- Supplied data
━━━━

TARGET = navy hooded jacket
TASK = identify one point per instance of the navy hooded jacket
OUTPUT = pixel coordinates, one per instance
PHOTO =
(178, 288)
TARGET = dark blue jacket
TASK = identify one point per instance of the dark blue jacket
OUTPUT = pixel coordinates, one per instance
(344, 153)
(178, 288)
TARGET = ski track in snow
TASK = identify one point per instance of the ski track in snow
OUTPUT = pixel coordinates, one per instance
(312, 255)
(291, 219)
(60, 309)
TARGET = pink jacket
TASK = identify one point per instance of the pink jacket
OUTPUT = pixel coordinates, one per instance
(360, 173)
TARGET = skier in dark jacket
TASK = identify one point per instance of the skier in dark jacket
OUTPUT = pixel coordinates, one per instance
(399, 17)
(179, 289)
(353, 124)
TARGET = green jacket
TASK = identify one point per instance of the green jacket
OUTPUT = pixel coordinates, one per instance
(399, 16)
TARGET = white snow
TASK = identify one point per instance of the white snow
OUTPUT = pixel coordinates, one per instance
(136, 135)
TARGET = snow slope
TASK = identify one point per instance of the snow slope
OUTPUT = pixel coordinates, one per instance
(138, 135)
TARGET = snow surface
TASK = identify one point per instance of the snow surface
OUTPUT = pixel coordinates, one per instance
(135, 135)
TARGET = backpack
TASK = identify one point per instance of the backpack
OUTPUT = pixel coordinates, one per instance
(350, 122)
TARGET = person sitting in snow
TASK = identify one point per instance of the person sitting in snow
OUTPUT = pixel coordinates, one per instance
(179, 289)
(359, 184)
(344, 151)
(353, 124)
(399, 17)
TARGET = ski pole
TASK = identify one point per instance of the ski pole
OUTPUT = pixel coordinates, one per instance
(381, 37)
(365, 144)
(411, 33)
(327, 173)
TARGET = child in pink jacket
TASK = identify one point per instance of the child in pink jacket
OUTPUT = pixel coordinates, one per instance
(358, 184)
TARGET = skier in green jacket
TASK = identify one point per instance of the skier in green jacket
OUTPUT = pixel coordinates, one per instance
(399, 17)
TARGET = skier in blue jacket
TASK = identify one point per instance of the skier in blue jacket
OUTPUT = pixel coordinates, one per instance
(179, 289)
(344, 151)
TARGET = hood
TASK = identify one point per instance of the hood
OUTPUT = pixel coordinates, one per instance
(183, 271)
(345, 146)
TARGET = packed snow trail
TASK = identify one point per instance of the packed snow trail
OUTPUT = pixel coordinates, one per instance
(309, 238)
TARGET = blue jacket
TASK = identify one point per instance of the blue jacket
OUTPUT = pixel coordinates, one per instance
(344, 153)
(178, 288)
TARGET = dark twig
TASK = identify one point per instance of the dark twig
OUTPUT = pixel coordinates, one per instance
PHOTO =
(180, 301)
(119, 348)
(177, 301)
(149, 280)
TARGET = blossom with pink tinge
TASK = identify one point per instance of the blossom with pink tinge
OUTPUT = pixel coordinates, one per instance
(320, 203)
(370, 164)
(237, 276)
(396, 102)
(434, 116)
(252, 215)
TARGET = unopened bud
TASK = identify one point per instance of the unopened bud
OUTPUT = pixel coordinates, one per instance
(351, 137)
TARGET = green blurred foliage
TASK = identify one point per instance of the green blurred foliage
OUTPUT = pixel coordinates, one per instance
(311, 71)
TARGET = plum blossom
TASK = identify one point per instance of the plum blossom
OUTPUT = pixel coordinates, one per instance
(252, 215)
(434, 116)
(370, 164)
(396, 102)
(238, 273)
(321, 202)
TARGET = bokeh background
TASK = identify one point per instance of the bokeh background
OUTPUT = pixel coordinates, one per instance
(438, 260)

━━━━

- What to produce
Copy every line of the data above exactly.

- Result for this task
TARGET = navy hooded jacket
TASK = identify one point per instance of the navy hooded jacket
OUTPUT = pixel coordinates, one per instance
PHOTO =
(178, 288)
TARGET = dark blue jacket
TASK = identify one point per instance of the dark blue jacket
OUTPUT = pixel coordinates, one per instance
(344, 153)
(178, 288)
TARGET = ski track in snow
TASK = identify one point per instance of the ski track in snow
OUTPUT = pixel coordinates, one per instance
(312, 255)
(291, 219)
(60, 309)
TARGET = pink jacket
TASK = identify one point per instance of the pink jacket
OUTPUT = pixel coordinates, one per instance
(360, 173)
TARGET = skier in dark jacket
TASK = identify one point per instance of the skier in dark jacket
OUTPUT = pixel coordinates, one per instance
(399, 17)
(179, 289)
(353, 124)
TARGET = green jacket
TASK = identify one point per instance of the green jacket
OUTPUT = pixel coordinates, one per instance
(399, 16)
TARGET = white snow
TASK = identify one point per instance of the white snow
OUTPUT = pixel coordinates, one per instance
(136, 135)
TARGET = snow slope
TASK = identify one point per instance of the snow slope
OUTPUT = pixel coordinates, one per instance
(138, 135)
TARGET = snow surface
TASK = identify one point per instance of the snow surface
OUTPUT = pixel coordinates, one per instance
(135, 135)
TARGET = backpack
TASK = identify one point per instance of the backpack
OUTPUT = pixel coordinates, one per instance
(350, 122)
TARGET = person sitting in snow
TASK = identify one point per instance of the person sitting in snow
OUTPUT = pixel coordinates, one per instance
(179, 289)
(359, 184)
(344, 151)
(353, 124)
(399, 17)
TARGET = ski pole
TASK = identify one point per instance of the ski pole
OUTPUT = pixel coordinates, one per instance
(381, 37)
(365, 144)
(411, 33)
(327, 173)
TARGET = child in pink jacket
TASK = identify one point per instance of the child in pink jacket
OUTPUT = pixel coordinates, one per instance
(358, 184)
TARGET = skier in green jacket
TASK = identify one point per instance of the skier in green jacket
OUTPUT = pixel coordinates, one per instance
(399, 17)
TARGET = skier in blue jacket
TASK = identify one point per instance of the skier in blue jacket
OUTPUT = pixel coordinates, one per instance
(179, 289)
(344, 151)
TARGET = hood
TASK = identify one point per instance of the hood
OUTPUT = pixel coordinates, one per instance
(183, 271)
(345, 146)
TARGET = packed snow trail
TASK = identify one point per instance of the packed snow trail
OUTPUT = pixel coordinates, one per instance
(309, 238)
TARGET = blue jacket
TASK = identify one point per instance of the blue jacket
OUTPUT = pixel coordinates, one per instance
(344, 153)
(178, 288)
TARGET = dark twig
TASK = identify one point per instance of the dark twig
OUTPUT = pixel coordinates, one per instance
PHOTO =
(180, 301)
(119, 348)
(177, 301)
(149, 280)
TARGET = blossom with pink tinge
TASK = identify one point per instance of the blossom with pink tinge
OUTPUT = pixel coordinates, one per instance
(320, 203)
(370, 164)
(237, 276)
(396, 102)
(434, 116)
(252, 215)
TARGET = unopened bud
TASK = identify one point per instance of the unopened bud
OUTPUT = pixel coordinates, one per instance
(351, 137)
TARGET = green blurred foliage
TASK = identify one point per instance of the green blurred foliage
OUTPUT = pixel coordinates, one per instance
(311, 71)
TARGET = plum blossom
TASK = identify one point per instance of the plum blossom
OUTPUT = pixel coordinates, one per instance
(252, 215)
(434, 116)
(370, 164)
(396, 102)
(238, 273)
(321, 202)
TARGET = bokeh background
TASK = identify one point per instance of the bokeh background
OUTPUT = pixel coordinates, one per instance
(438, 260)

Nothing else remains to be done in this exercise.